BEGIN GIVEN PASSAGE

Well just let me know.

I can bring a board with 1600 watts for fronts and 550 watts for monitors and any mics or like I said, pretty much whatever you might need.


----------



## jane

If I am able to make it (being in university and having a schedule filled with group projects makes it hard to plan)... i have a couple of mic stands and a sm58 and sm57. I have a bass amp too but it looks like you're good in that department. lol.

I have a Behringer board... 10 xlr inputs and 2 other stereo 1/4" inputs.


----------



## 1PUTTS

Isn't this how Woodstock was started?


----------



## suttree

1PUTTS said:


> Isn't this how Woodstock was started?


that and a whole lot of the brown acid.


----------



## buckaroobanzai

suttree said:


> that and a whole lot of the brown acid.


Please leave my wife's coffee out of this.


----------



## Guest

RIFF WRATH said:


> ...and for anyone interested my property is 1 1/4 Acre in the country


Now that's cool. Would it be OK to pitch
a tent? Just in case.


----------



## RIFF WRATH

tents are cool....lets hope the weather's not.


----------



## Guest

Less than a month away.
I'm wondering if anyone has ideas for
a jam list? This thread got me thinking 
about it. 

Another thought. How about a guitar/
equipment swap meet? I've been thinking
of downsizing my collection and maybe I'll
bring a coupla' guit's for people to try and
possibly trade?

END GIVEN PASSAGE
BEGIN SUPPLIED DATA

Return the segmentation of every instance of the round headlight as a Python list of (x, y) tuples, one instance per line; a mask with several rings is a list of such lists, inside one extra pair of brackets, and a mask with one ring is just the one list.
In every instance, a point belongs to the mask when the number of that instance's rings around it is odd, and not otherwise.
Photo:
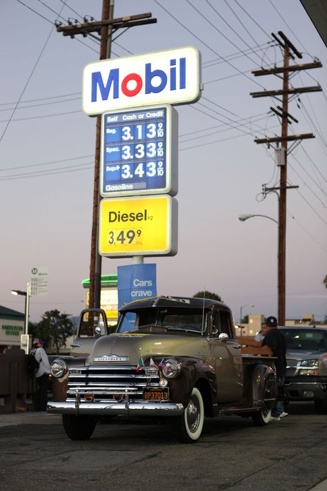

END SUPPLIED DATA

### WHAT TO WORK ON
1. In the jam-session thread, how many XLR inputs does jane's Behringer board have?
2. Extend the jam-session thread onward from its final post.
The material has no role in any of this.

### ANSWERS BY TASK
1. It has 10 XLR inputs.

2.
----------



## suttree

buckaroobanzai said:


> Please leave my wife's coffee out of this.


hi-yooooo!


----------



## Vintage_Groove

1PUTTS said:


> Isn't this how Woodstock was started?


Man I totally smell a Woodstock (or should it be called Kitchenerstock or Elora stock?) happening. Do we have a time when it will start?


----------



## suttree

Strum said:


> Man I totally smell a Woodstock (or should it be called Kitchenerstock or Elora stock?) happening. Do we have a time when it will start?


riffstock gets my vote


----------



## RIFF WRATH

hey, I know there is another thread open....just a reminder...RIFF WRATH JAM is this Saturday...rain or shine.....who's coming???


----------



## geezer

Hope you guys have a blast, too bad it's so far away . What's the chances of posting a few pic's during the event so we can get a feel of the action?


----------



## Vintage_Groove

My goal is to be there. I'm bringing my digital camera as well.


----------



## dhutchings

I'd love to make it, but I'm on holiday back in Manitoba as of the 21st. If there are more, I'd like to come out.

Be warned, I'm still learning so I'm still pretty beginner material.


----------



## Starbuck

Guys! I can't wait to hear about it. Post pics and a set list!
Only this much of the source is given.